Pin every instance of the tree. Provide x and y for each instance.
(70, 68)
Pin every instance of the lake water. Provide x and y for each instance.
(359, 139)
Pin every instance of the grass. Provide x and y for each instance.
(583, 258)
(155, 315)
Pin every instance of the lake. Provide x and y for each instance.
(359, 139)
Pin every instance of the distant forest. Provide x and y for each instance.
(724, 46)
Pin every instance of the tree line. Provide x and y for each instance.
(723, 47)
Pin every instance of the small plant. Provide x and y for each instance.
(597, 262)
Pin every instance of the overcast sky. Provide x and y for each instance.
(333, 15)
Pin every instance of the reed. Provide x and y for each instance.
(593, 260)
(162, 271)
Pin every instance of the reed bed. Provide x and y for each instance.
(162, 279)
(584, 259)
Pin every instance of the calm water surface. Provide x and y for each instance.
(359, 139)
* * * * * * *
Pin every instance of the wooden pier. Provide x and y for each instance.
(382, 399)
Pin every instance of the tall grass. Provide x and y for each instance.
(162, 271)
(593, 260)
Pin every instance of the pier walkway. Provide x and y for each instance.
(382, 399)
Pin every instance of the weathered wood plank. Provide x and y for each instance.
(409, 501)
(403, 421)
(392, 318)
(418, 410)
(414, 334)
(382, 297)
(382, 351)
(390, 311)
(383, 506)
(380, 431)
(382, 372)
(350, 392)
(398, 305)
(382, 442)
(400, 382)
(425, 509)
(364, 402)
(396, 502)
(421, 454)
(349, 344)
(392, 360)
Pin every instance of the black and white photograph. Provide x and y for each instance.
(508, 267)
* * * * * * *
■ GIVEN EXERCISE:
Gather every line in the two blocks above that contains the string "pier" and copy each one in full, treating uppercase and lowercase letters as different.

■ RESULT OF THIS EXERCISE:
Pin every instance of the wooden pier. Provide x and y for each instance.
Pin every instance of the pier walkway. Provide x and y for each instance.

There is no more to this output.